REQUIREMENT A
From the interview excerpt on the pro-life movement below, write out word for word the part that opens with the words containing "RD: Well, the" and closes with "Roe been overturned.".

************

RD: Well, the most immediately worrisome thing about the reaffirmation-of-Roe scenario is that the pro-life movement’s quest to subject abortion to restriction would in an important sense have failed. And that failure would obviously have stark consequences, in the form of tens if not hundreds of thousands of abortions in the United States every year that might have been prevented by the force of law had Roe been overturned.
For the long term, it also would leave the pro-life movement’s political strategy in a certain kind of disarray. I think the pro-life movement has made certain political and moral compromises in its alliance with the Republican Party, which is an inevitable part of politics, and in its alliance with Donald Trump, which I think has been a more extreme form of moral compromise. And to make those kinds of compromises and gain nothing would be a pretty sweeping defeat. I don’t know what exactly it would mean for the pro-life movement. I think that in the kind of circles that you and I move in—you know, sort of pseudo-intellectual conservatives . . .

************

REQUIREMENT B
Collect every line of the listing below that contains the string "wooden", treating uppercase and lowercase letters as different.

(Extracted data entries)
************

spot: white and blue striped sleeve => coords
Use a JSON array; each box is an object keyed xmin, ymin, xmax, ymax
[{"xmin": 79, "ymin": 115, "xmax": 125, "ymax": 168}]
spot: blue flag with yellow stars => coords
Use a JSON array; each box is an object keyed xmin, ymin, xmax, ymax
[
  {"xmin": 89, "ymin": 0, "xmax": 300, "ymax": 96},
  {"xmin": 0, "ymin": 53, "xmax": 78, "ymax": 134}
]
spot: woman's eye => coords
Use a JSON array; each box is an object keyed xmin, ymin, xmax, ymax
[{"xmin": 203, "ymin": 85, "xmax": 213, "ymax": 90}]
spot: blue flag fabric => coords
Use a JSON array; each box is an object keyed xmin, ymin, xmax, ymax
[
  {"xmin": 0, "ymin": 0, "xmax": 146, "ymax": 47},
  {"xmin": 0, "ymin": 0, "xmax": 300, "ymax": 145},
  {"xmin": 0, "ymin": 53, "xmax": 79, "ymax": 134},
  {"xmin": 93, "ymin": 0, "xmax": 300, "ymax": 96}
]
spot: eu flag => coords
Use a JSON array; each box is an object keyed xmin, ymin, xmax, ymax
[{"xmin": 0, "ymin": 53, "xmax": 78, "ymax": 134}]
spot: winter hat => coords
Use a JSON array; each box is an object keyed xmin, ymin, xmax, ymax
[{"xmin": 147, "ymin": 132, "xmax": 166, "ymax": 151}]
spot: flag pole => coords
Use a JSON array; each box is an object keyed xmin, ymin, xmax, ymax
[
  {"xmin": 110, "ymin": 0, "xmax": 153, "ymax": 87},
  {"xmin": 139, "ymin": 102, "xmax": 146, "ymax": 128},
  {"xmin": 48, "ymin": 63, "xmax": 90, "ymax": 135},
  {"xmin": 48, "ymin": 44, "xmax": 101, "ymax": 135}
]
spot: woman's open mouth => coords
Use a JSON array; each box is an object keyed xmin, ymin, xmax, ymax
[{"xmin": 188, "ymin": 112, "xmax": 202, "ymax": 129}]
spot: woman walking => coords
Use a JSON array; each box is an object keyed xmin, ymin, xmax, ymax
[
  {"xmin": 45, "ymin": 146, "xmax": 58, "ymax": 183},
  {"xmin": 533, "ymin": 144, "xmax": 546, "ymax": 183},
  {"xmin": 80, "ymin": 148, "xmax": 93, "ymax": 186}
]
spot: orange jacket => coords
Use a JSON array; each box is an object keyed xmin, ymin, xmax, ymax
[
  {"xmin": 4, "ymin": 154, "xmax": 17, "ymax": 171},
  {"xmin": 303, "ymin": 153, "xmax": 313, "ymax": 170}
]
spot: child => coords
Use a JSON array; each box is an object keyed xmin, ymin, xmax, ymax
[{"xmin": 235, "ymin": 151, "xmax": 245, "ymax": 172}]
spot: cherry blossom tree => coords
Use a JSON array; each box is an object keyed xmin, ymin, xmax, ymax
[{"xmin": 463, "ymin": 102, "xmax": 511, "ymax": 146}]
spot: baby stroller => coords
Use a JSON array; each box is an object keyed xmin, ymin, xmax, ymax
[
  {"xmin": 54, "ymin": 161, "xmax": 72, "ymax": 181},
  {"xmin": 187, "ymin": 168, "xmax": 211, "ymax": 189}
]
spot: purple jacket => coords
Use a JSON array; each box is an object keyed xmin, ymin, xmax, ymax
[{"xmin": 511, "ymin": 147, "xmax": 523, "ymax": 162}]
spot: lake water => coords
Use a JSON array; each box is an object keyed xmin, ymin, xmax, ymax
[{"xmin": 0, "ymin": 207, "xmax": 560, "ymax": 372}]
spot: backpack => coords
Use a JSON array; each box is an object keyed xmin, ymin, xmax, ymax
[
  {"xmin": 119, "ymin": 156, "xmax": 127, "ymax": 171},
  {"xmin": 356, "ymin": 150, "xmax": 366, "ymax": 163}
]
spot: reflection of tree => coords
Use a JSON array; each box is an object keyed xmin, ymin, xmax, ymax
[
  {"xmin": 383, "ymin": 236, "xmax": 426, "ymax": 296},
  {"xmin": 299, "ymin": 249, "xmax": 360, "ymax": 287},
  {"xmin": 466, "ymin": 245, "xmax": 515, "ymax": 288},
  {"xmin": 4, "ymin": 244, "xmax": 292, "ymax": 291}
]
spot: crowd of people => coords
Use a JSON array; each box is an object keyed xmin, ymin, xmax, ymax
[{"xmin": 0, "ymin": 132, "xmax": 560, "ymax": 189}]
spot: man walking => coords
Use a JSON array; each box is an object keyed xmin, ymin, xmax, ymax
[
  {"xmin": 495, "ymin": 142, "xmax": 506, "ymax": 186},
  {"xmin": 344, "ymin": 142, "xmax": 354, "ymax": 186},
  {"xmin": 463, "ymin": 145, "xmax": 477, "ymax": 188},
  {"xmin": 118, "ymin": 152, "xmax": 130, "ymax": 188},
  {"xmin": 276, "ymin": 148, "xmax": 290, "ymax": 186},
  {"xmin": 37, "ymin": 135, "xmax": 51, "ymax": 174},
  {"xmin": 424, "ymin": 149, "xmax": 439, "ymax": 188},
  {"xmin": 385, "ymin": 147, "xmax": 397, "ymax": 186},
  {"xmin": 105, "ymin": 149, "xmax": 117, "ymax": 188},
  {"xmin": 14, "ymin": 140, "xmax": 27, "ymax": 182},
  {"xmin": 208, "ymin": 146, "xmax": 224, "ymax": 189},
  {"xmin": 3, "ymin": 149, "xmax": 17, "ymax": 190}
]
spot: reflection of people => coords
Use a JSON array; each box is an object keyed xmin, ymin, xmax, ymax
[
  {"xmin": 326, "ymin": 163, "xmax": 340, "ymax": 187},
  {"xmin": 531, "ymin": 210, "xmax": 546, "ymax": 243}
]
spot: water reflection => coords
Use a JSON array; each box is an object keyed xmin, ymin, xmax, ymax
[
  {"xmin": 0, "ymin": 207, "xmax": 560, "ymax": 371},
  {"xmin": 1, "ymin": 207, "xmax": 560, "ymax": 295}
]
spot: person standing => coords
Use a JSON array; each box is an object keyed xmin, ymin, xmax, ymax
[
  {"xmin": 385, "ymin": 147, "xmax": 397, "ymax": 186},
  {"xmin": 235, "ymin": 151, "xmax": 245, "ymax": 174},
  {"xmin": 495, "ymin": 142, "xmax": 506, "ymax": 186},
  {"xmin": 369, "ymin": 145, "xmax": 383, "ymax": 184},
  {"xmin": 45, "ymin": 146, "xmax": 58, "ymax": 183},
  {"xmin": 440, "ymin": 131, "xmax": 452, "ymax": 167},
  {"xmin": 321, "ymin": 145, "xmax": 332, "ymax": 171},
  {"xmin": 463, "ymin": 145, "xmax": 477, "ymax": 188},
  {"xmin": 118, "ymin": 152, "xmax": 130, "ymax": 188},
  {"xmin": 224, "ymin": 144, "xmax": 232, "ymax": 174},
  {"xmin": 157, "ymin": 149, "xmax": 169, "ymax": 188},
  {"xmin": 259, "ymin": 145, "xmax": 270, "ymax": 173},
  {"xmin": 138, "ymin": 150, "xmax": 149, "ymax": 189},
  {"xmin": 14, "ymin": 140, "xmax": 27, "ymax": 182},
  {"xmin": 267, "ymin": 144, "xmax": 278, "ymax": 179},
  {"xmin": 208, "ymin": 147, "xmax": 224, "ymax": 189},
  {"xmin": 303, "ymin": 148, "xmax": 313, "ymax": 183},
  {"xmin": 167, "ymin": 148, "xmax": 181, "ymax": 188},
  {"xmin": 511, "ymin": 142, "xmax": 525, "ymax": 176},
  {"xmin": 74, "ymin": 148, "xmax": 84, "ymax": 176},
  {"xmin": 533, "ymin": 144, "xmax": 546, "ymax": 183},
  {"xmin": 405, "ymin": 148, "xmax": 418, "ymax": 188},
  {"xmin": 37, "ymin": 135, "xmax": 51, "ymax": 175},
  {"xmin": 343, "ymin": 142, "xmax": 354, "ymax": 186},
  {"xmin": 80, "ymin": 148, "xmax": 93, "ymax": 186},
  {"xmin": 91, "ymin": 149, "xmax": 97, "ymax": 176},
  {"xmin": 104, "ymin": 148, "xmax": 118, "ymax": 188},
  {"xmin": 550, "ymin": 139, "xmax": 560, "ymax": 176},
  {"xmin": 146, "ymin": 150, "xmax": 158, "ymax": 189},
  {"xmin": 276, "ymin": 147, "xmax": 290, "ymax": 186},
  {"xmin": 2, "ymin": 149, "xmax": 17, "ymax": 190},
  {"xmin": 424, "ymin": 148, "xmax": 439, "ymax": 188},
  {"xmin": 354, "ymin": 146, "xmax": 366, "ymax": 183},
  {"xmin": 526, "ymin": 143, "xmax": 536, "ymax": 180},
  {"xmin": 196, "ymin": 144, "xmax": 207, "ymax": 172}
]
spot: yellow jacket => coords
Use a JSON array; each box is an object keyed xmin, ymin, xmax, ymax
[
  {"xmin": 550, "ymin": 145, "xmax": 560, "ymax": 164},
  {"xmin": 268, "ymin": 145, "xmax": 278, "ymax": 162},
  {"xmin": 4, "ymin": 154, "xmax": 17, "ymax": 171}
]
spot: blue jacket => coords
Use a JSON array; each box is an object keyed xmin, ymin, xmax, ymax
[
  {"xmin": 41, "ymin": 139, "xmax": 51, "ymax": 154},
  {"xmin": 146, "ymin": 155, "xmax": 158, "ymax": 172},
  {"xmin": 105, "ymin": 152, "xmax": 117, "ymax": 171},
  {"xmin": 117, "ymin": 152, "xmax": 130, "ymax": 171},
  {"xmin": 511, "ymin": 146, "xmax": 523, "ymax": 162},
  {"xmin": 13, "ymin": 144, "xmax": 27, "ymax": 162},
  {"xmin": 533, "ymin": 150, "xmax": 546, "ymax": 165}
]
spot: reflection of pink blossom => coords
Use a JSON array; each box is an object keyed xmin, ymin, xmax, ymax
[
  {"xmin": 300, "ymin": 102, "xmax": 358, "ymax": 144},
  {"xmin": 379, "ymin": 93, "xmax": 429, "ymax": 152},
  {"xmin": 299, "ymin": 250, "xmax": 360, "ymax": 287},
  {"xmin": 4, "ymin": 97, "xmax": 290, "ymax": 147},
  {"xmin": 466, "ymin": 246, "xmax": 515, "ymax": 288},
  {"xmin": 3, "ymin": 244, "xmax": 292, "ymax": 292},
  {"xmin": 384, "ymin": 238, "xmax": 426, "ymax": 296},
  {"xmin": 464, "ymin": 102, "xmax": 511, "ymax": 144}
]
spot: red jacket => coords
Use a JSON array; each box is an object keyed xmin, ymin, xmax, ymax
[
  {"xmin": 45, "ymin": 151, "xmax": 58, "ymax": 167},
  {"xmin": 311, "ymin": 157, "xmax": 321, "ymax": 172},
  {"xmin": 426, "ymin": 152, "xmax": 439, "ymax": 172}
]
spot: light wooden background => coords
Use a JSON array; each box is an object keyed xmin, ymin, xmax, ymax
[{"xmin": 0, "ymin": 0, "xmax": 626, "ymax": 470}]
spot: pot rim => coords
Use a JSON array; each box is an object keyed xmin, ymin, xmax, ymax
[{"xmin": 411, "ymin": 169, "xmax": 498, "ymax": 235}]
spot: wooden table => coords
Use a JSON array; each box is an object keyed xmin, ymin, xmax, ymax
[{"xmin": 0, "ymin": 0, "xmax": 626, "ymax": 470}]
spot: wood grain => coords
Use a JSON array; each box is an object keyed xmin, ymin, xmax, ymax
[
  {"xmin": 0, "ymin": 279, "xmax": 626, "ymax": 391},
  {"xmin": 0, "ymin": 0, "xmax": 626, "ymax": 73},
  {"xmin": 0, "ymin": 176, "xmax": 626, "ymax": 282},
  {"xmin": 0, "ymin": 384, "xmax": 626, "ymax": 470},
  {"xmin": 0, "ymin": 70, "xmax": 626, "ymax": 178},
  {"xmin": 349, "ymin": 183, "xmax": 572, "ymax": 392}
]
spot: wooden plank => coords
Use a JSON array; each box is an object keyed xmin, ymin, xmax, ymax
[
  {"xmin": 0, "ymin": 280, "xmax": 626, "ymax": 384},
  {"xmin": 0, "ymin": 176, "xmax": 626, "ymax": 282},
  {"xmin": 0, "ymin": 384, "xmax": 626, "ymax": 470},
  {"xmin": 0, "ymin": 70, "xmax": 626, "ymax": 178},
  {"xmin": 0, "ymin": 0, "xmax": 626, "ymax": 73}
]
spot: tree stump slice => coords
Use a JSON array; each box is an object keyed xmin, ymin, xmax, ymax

************

REPLY A
RD: Well, the most immediately worrisome thing about the reaffirmation-of-Roe scenario is that the pro-life movement’s quest to subject abortion to restriction would in an important sense have failed. And that failure would obviously have stark consequences, in the form of tens if not hundreds of thousands of abortions in the United States every year that might have been prevented by the force of law had Roe been overturned.

REPLY B
spot: light wooden background => coords
spot: wooden table => coords
spot: wooden plank => coords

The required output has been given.